* **EXTRACTED TEXT**:
Every occupied country in Europe developed its own ‘Vichy syndrome’. The wartime privations of Italians, for example, both at home and in prison camps, diverted public attention from the suffering Italians had caused to others—in the Balkans, for example, or in Italy’s African colonies. The stories that the Dutch or the Poles told themselves about the war would sustain the national self-image for decades—the Dutch in particular setting great store by their image as a nation that had resisted, while forgetting as best they could that 23,000 Dutchmen volunteered for the Waffen SS: the largest contingent from Western Europe. Even Norway had somehow to digest the memory that more than one in five of its military officers had voluntarily joined Vidkun Quisling’s neo-Nazi Nasjonal Samling (‘National Rally’) before or after April 1940. But whereas liberation, resistance and deportees—even heroic defeats like Dunkirk or the Warsaw Rising of 1944—could all be put to some service in compensatory national myth-making, there was nothing ‘usable’ about the Holocaust. [420]

In certain respects it was actually easier for Germans to engage and acknowledge the scale of their crime. Not, of course, at first: we have seen how ‘de-Nazification’ failed. History teaching in the early Federal Republic stopped with the Wilhelminian Empire. With the rare exception of a statesman like Kurt Schumacher—who warned his fellow countrymen as early as June 1947 that they had better learn to ‘talk for once about the Jews in Germany and the world’—German public figures in the Forties and Fifties managed to avoid any reference to the Final Solution. The American writer Alfred Kazin remarked upon the fact that for his students in Cologne in 1952 ‘the war was over. The war was not to be mentioned. Not a word was said by my students about the war’. When West Germans looked back it was to memories of their own sufferings: in polls taken at the end of the Fifties an overwhelming majority identified the Allied post-war occupation as ‘the worst time of their lives’.

As some observers had already predicted in 1946, the Germans successfully distanced themselves from Hitler: evading both punishment and moral responsibility by offering the Führer to the world as a scapegoat. Indeed there was considerable resentment at what Hitler had wrought—but at the harm he had brought down upon the heads of Germans rather than because of what he and Germans had done to others. Targetting the Jews, as it seemed to many Germans in these years, was not so much Hitler’s greatest crime as his greatest error : in a 1952 survey, nearly two out of five adults in West Germany did not hesitate to inform pollsters that they thought it was ‘better’ for Germany to have no Jews on its territory.

* **LISTED ENTRIES**:
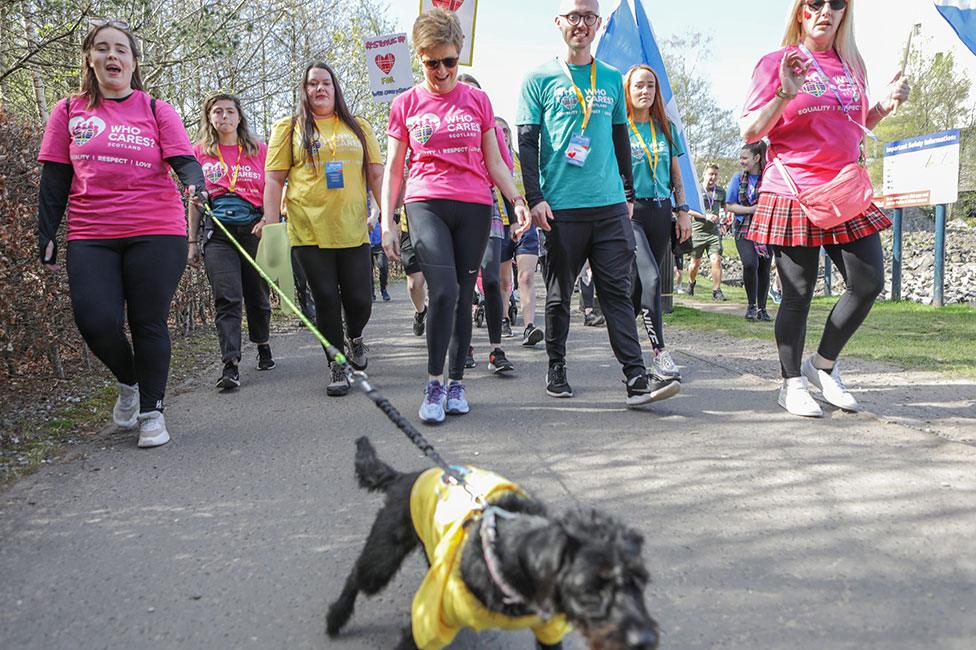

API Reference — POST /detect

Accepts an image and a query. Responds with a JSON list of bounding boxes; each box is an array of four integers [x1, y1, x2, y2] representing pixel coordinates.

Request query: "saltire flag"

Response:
[[420, 0, 478, 65], [935, 0, 976, 54], [596, 0, 703, 212]]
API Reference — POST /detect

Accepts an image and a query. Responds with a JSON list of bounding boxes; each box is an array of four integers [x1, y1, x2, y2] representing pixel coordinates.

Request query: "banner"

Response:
[[363, 34, 413, 104], [596, 0, 703, 212], [935, 0, 976, 54], [420, 0, 478, 65]]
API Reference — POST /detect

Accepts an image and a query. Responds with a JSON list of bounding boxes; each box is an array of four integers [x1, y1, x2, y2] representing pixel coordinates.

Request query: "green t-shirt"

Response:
[[627, 120, 685, 199], [516, 59, 627, 210], [691, 183, 725, 235]]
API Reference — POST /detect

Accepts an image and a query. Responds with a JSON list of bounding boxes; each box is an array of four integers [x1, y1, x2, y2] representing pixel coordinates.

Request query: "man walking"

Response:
[[517, 0, 690, 406]]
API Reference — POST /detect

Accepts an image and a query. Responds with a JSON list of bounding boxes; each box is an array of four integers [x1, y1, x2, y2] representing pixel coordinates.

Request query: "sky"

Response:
[[389, 0, 976, 130]]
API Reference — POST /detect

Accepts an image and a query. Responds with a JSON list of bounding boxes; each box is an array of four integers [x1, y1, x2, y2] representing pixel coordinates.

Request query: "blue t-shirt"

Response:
[[516, 59, 627, 210], [627, 120, 685, 199]]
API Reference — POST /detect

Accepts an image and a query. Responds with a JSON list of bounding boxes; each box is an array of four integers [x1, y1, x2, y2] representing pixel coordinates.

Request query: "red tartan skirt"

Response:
[[746, 192, 891, 247]]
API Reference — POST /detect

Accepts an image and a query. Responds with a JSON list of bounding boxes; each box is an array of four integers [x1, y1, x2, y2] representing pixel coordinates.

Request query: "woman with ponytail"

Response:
[[264, 62, 383, 397]]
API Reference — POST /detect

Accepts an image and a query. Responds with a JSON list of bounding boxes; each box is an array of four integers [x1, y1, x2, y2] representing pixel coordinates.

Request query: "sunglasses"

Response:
[[807, 0, 847, 12], [560, 13, 600, 27], [88, 18, 129, 30], [422, 56, 458, 70]]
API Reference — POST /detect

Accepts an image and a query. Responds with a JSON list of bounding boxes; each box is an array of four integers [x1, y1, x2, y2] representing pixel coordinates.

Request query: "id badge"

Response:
[[325, 160, 345, 190], [566, 134, 590, 167]]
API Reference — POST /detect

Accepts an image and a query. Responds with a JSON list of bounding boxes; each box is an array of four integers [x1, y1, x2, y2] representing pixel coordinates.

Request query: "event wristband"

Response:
[[776, 86, 796, 99]]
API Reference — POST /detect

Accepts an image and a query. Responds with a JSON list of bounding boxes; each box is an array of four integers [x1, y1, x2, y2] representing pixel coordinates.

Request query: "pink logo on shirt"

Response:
[[68, 115, 105, 147], [203, 162, 227, 185], [407, 113, 441, 144]]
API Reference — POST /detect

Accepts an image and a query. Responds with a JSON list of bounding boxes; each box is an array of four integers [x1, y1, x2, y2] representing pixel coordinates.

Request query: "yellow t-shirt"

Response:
[[410, 467, 570, 650], [264, 117, 383, 248]]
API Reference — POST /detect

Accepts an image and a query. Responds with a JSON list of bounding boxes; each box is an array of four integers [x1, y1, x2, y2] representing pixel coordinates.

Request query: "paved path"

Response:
[[0, 286, 976, 650]]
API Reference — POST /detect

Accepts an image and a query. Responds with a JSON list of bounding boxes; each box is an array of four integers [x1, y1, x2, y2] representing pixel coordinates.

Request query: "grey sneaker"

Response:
[[346, 336, 369, 370], [138, 411, 169, 448], [112, 384, 139, 429], [651, 350, 681, 381]]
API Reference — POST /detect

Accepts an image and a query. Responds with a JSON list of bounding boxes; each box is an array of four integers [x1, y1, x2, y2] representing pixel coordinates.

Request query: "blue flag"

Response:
[[935, 0, 976, 54], [596, 0, 702, 212]]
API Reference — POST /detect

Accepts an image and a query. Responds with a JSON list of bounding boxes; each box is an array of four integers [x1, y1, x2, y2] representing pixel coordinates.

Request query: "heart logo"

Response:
[[376, 53, 396, 74], [203, 162, 227, 185], [407, 113, 441, 144], [68, 116, 105, 147], [431, 0, 464, 11]]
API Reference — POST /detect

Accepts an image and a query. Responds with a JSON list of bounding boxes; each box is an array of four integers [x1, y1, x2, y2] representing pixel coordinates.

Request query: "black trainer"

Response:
[[502, 318, 514, 339], [546, 363, 573, 397], [625, 374, 681, 406], [258, 343, 275, 370], [217, 361, 241, 390], [488, 348, 515, 375], [522, 323, 546, 348], [413, 307, 427, 336]]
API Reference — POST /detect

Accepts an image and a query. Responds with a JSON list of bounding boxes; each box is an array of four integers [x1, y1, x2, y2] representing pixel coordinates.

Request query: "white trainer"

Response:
[[800, 355, 861, 412], [112, 383, 139, 429], [139, 411, 169, 447], [776, 377, 823, 418]]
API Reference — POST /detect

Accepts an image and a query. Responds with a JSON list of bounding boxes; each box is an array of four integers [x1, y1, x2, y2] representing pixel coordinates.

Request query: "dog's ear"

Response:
[[522, 524, 569, 609]]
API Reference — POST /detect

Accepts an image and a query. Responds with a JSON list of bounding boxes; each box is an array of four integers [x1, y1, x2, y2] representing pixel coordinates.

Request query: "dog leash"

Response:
[[198, 205, 484, 498]]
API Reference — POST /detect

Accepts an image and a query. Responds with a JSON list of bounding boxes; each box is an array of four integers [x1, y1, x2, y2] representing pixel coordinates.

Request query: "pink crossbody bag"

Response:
[[773, 156, 874, 230]]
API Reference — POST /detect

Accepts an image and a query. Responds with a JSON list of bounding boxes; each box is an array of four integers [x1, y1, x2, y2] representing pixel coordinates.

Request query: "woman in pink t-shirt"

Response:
[[740, 0, 909, 417], [382, 9, 530, 423], [37, 21, 204, 447], [190, 93, 275, 390]]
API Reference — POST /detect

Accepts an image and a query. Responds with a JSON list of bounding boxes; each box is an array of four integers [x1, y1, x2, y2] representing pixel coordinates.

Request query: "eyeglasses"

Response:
[[807, 0, 847, 12], [88, 18, 129, 30], [560, 13, 600, 27], [421, 56, 458, 70]]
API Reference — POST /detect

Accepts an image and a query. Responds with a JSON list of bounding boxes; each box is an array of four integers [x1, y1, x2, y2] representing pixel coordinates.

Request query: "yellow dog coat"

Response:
[[410, 467, 571, 650]]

* **LIST OF TASKS**:
- A) Reproduce, word for word, the section of the passage on postwar memory of the war that begins at the words "As some observers" and stops after "on its territory.".
- B) Answer these questions on the passage on postwar memory of the war:
(i) How many Dutchmen volunteered for the Waffen SS?
(ii) In what month and year did Kurt Schumacher warn his fellow countrymen to talk about the Jews?
(iii) In the 1952 survey, what share of adults in West Germany said it was "better" for Germany to have no Jews on its territory?
- C) Continue the passage on postwar memory of the war from its last sentence.
The items were drawn from a separate source.

* **RESULTS**:
- A)
As some observers had already predicted in 1946, the Germans successfully distanced themselves from Hitler: evading both punishment and moral responsibility by offering the Führer to the world as a scapegoat. Indeed there was considerable resentment at what Hitler had wrought—but at the harm he had brought down upon the heads of Germans rather than because of what he and Germans had done to others. Targetting the Jews, as it seemed to many Germans in these years, was not so much Hitler’s greatest crime as his greatest error : in a 1952 survey, nearly two out of five adults in West Germany did not hesitate to inform pollsters that they thought it was ‘better’ for Germany to have no Jews on its territory.

- B)
(i) 23,000
(ii) June 1947
(iii) Nearly two out of five

- C)
Attitudes like these were facilitated by the relative absence of nearby reminders of Nazi atrocities; the Nazis had carefully located their main death camps far from the ‘Old Reich’. Not that proximity in itself was any guarantee of sensibility. The fact that Dachau was a suburb of Munich, a tram-ride from the city centre, did not in itself advance local understanding of what had taken place there: in January 1948 the Bavarian parliament unanimously voted to convert the site of the Nazi camp there into an Arbeitslager , a forced labour camp for ‘work-shy, a-social elements’. As Hannah Arendt observed on visiting Germany in 1950: ‘Everywhere one notices that there is no reaction to what has happened, but it is hard to say whether this is due to an intentional refusal to mourn or whether it is the expression of a genuine emotional incapacity’. In 1955 a Frankfurt court acquitted one Dr Peters, the general manager of a company that provided the SS with Zyklon-B gas, on the grounds that there was ‘insufficient proof’ that it had been used to kill deportees.

At the same time, however, Germans—uniquely in Europe—could not deny what they had done to the Jews. They might avoid mention of it; they might insist upon their own sufferings; they might pass the blame up to a ‘handful’ of Nazis. But they could not sidestep responsibility for the subject by attributing the crime of genocide to someone else. Even Adenauer, though he confined himself in public to expressions of sympathy for Jewish ‘victims’ without ever naming those who victimized them, had been constrained to sign the reparations treaty with Israel. And whereas neither the British, nor the French, nor even his fellow Italians showed any interest in the memoirs of Primo Levi, The Diary of Anna Frank (admittedly a more accessible document) was to become the best-selling paperback in German history, with over 700,000 copies sold by 1960.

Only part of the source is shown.